> _WHAT YOU WILL DO_
Restate the listing below word for word, omitting any images.

Records from a point labeling set:
____
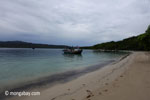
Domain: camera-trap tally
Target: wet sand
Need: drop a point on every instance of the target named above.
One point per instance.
(127, 79)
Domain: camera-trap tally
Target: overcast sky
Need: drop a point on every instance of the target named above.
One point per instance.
(72, 22)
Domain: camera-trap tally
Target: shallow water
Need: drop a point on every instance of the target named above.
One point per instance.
(20, 66)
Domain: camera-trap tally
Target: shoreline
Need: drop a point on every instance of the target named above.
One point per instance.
(59, 78)
(77, 78)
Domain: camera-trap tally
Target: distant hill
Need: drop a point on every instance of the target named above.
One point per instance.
(21, 44)
(140, 42)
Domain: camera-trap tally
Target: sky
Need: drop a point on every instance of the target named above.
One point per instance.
(72, 22)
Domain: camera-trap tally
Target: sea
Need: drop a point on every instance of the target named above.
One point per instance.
(25, 67)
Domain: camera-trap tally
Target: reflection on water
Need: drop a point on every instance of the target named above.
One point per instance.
(25, 65)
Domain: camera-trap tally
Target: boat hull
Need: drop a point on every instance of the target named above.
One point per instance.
(72, 52)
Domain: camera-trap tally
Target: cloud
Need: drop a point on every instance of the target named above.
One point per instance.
(72, 22)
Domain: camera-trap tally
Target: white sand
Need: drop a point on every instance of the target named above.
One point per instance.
(127, 79)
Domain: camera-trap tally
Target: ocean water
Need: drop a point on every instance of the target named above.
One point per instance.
(20, 66)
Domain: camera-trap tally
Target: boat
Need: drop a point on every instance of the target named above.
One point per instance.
(72, 51)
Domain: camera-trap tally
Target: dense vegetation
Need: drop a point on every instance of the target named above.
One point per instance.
(140, 42)
(20, 44)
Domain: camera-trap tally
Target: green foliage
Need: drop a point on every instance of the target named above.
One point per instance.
(141, 42)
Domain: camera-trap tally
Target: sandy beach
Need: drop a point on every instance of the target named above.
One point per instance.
(127, 79)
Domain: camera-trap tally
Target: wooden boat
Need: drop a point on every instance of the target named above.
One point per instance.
(72, 51)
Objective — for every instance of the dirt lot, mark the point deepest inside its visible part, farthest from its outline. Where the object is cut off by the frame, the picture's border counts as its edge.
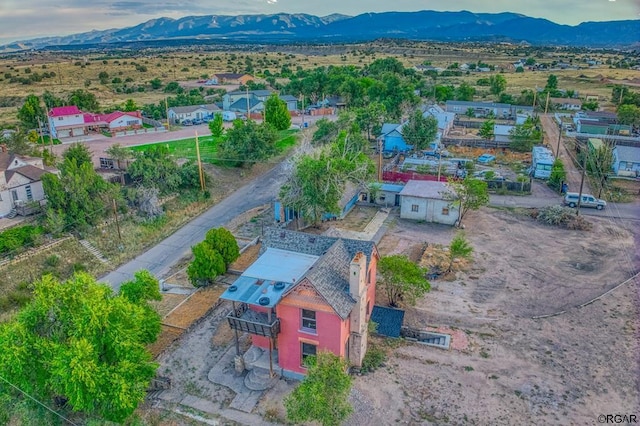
(504, 367)
(566, 369)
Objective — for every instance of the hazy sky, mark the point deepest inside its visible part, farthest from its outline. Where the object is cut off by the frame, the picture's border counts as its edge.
(23, 19)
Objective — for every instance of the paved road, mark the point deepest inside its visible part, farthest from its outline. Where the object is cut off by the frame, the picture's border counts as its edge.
(551, 137)
(159, 259)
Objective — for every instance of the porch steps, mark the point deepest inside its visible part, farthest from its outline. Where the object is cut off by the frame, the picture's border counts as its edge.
(259, 379)
(95, 252)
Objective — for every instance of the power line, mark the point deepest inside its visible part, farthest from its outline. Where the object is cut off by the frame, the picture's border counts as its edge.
(38, 402)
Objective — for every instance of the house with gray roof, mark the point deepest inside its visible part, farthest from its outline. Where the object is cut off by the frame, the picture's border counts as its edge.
(305, 293)
(191, 112)
(428, 201)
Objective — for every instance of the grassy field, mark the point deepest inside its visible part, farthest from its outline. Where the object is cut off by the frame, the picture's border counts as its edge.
(129, 73)
(186, 148)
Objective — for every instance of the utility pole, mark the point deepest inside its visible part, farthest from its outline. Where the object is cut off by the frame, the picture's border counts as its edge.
(559, 138)
(584, 169)
(248, 112)
(166, 109)
(546, 105)
(200, 174)
(115, 213)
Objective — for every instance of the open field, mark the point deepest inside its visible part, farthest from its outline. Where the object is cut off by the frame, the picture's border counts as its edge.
____
> _SOLUTION TO THIS EXERCISE_
Domain: camera-trap tally
Target: wet sand
Need: drop a point on every instance of the target named above.
One point per instance.
(127, 79)
Domain: camera-trap tally
Target: overcast sky
Need: drop a point on every instance of the target named above.
One point per instance.
(72, 22)
Domain: camera-trap tally
Target: shallow water
Need: drop a point on every instance of the target named above.
One point per instance.
(20, 66)
Domain: camera-trap tally
Target: shoreline
Need: drop a point on every instance of the target named above.
One point per instance.
(59, 78)
(77, 78)
Domain: camera-trap tally
Target: distant hill
Need: drop a point on every instance of the target named above.
One point per instance.
(21, 44)
(140, 42)
Domain: camera-trap tally
Target: sky
Need: drop a point on every instance of the target named above.
One point per instance.
(72, 22)
Domain: camera-trap tally
Target: sea
Need: drop a point on every instance of the target named above.
One point per instance.
(25, 67)
Domain: camera-trap tally
Target: reflection on water
Need: drop a point on every instance of the target named above.
One point per instance.
(25, 65)
Domain: camera-trap tally
Target: boat hull
Need: drop a point on every instance of the target named above.
One point per instance.
(72, 52)
Domain: camera-trap tally
Target: cloud
Need: drop a point on every instance of the target named above.
One point per instance.
(72, 22)
Domain: camera-trap tally
Target: white sand
Need: drop a point on every instance of the target named above.
One point per instance.
(127, 79)
Domain: camera-trap tally
Target: ocean water
Need: drop a point on every instance of the target named above.
One point per instance.
(20, 66)
Domain: camera-trap tally
Target: boat
Need: drop a point on every instance of the target named above.
One point per instance.
(72, 51)
Domain: camera-trap tally
Target: dense vegetation
Need: drop a point on every instance of the target named above.
One point per instance.
(140, 42)
(20, 44)
Domain: camera-trap tally
Target: green foliage
Need: drop a point on every instance of the target named above.
One point per instance.
(141, 42)
Domain: camera-trap tally
Target: sandy beach
Need: drop a point on every instance of the target named above.
One point per instance.
(127, 79)
Domain: camera-trap tally
Target: wooden boat
Need: drop a point on every instance of the target named above.
One point per instance.
(72, 51)
Objective — for every instance of the dirt lot, mark the point deepest inside its visible part, farthest from its outline. Where the object is cut off by the frame, the picture's border counts as its edge.
(504, 367)
(566, 369)
Objective — for every instance of the hazy sky, mark the point deepest inside its visible part, farthest from its outline. Where the object is cut off by the frame, the picture's border counts as its edge.
(23, 19)
Objective — for every instance of the paved road, mark the point deepest inside its visible part, farthest from its outline. Where the object is cut off by the frame, the picture's border counts as its edge.
(551, 137)
(159, 259)
Objective — for every instance of the porch steps, mark the point deepest inside its visible part, farthest from its outline. Where the object is cut off by the frame, the picture's border counts as its edge.
(259, 379)
(95, 252)
Objective — for every instance of the power line, mark the point deepest inside its visible part, farthest from its outline. Where the object is cut off by the frame, the picture's border counts as its edge.
(38, 402)
Objective — for every instance of the house with gray roof, mark the point deepest inside its visible part, farthest from its outline. Where the object is cut off by the frame, the picture's border counts as its edge.
(305, 293)
(191, 112)
(428, 201)
Objective — for every instance of the grassy field, mark the point deepest inside its visible part, farthest from its outline. Where the object is cut off by the frame, the picture's border counts as its edge.
(129, 73)
(186, 148)
Objective — for every instance of the utility pole, mark the point deepest inside its visible part, farthest from its outline. Where the object is cut off by the frame, the picture's border counts as its edge.
(559, 138)
(584, 169)
(248, 112)
(166, 109)
(546, 105)
(200, 174)
(115, 213)
Objective — for every instance of the open field, mark the point deepest inside its visible part, farthest from its outline. Where the object is cut off by the frame, the picture's border counts as its edge.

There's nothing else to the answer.